Dataset items
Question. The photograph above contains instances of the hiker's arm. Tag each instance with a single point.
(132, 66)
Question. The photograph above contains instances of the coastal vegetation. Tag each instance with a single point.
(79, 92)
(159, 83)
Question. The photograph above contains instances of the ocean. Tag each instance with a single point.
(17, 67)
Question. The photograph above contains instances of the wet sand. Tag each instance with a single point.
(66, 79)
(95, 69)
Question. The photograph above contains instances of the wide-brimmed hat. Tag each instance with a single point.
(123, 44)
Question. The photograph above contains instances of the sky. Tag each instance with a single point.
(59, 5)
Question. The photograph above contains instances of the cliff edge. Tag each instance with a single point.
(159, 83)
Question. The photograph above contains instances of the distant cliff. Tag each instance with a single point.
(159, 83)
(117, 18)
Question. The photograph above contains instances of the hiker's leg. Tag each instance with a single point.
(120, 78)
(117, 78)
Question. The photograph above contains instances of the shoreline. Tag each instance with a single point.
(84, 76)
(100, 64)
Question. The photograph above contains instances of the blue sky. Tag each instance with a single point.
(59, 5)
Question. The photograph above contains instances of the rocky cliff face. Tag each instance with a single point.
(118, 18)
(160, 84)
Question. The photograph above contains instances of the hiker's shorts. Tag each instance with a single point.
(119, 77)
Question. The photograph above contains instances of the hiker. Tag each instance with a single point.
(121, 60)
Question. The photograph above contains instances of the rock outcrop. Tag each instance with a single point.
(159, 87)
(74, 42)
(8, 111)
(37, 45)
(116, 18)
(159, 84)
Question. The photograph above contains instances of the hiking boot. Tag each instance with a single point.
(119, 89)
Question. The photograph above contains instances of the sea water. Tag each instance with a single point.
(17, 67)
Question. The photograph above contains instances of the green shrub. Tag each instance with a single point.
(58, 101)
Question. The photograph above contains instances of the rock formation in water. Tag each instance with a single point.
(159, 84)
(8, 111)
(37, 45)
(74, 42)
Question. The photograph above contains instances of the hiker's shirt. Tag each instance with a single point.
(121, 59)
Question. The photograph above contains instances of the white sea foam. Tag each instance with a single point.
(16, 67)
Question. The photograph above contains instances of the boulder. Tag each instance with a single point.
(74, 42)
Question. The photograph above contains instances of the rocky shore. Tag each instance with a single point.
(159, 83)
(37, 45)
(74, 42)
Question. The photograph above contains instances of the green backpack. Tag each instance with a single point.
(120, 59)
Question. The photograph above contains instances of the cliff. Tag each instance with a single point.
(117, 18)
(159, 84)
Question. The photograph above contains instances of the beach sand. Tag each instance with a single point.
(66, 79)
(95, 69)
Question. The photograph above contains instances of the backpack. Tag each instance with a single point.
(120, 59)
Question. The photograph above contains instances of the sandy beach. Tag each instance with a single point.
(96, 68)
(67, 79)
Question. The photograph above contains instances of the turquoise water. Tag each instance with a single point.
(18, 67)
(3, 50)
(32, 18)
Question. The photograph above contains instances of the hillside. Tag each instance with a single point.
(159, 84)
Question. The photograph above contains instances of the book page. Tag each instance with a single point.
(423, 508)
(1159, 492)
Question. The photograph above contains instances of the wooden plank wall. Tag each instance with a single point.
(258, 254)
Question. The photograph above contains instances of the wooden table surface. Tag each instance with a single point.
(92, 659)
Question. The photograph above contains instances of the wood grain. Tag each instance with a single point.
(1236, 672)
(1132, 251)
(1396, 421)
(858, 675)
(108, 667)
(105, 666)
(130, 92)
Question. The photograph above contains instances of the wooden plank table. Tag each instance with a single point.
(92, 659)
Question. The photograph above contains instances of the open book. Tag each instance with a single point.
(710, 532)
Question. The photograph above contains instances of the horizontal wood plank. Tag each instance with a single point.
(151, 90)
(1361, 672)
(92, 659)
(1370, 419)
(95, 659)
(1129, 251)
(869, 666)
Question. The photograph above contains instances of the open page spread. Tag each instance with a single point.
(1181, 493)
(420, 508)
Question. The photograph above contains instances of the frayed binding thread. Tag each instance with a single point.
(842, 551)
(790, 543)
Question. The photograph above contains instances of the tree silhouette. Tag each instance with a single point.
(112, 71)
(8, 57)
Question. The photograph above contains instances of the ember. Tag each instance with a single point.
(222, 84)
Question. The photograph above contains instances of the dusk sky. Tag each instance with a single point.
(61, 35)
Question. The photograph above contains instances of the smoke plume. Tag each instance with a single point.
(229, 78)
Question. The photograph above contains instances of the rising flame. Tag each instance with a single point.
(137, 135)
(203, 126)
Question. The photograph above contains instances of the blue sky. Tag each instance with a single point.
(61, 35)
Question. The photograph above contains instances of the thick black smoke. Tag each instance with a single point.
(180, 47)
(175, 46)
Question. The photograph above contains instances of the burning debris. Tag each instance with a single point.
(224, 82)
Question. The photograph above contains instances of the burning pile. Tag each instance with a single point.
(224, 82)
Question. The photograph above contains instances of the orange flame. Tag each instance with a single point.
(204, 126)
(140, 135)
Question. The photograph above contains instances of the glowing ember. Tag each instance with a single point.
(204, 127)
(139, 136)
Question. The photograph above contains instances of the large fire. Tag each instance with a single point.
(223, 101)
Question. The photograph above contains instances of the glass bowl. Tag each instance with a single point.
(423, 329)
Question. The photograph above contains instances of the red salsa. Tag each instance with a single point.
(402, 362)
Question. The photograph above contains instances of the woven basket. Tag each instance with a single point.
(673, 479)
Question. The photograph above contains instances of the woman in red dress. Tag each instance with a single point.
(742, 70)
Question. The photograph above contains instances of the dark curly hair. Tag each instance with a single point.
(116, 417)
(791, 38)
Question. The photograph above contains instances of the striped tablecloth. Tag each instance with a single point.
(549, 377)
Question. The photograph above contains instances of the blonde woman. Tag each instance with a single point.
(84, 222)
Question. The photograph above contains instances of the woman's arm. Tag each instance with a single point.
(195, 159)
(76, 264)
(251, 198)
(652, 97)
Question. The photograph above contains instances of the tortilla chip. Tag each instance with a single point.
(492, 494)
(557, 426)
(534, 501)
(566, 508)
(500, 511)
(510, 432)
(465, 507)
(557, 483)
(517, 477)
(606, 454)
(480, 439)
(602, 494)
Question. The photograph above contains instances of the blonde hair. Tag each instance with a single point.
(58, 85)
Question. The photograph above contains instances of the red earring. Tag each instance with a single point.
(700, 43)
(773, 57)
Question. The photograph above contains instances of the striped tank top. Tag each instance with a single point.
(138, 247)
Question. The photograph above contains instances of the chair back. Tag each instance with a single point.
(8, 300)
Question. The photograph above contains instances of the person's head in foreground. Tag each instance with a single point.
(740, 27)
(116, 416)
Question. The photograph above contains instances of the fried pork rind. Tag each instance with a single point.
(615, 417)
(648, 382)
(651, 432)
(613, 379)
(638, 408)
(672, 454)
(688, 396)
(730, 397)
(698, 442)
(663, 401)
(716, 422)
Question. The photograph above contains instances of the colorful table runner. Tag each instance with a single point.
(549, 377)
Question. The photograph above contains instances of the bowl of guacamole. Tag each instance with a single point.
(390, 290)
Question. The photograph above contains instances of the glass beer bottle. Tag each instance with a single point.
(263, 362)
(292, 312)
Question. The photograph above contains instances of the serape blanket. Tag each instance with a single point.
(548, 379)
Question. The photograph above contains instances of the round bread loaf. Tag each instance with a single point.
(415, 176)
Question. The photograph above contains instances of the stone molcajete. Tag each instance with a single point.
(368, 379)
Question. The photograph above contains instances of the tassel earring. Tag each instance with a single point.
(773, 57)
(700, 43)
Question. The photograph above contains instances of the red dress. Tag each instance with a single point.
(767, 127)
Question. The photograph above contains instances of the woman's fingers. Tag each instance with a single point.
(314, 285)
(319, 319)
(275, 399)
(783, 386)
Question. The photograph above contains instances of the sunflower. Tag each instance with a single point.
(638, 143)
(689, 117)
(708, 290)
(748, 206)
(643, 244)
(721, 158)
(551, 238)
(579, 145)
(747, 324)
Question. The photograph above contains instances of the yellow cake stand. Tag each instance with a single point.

### [Your assignment]
From the line that contains "Question. The photograph above contains instances of the round" to the last line of the data, write out each line exactly and add nothing.

### [Written answer]
Question. The photograph above contains instances of the round bread loaf. Tag each instance with a single point.
(415, 176)
Question. The photograph above contains instances of the stone molcajete. Tag each instance with a single point.
(368, 379)
Question. The photograph above contains instances of the tassel earring. Tag each instance with a single point.
(773, 57)
(700, 43)
Question. The photograph above contains instances of the red dress. Tag each instance with a single point.
(767, 127)
Question. The photograph above contains instances of the woman's fingers. Tag each instance with a single point.
(314, 285)
(319, 319)
(275, 399)
(783, 386)
Question. The photograph above contains instances of the sunflower. Tag each instance with a single point.
(638, 143)
(689, 117)
(708, 290)
(748, 206)
(643, 244)
(721, 158)
(551, 238)
(579, 145)
(747, 324)
Question. The photograph above contains instances of the yellow cake stand. Tag each instance with a single point.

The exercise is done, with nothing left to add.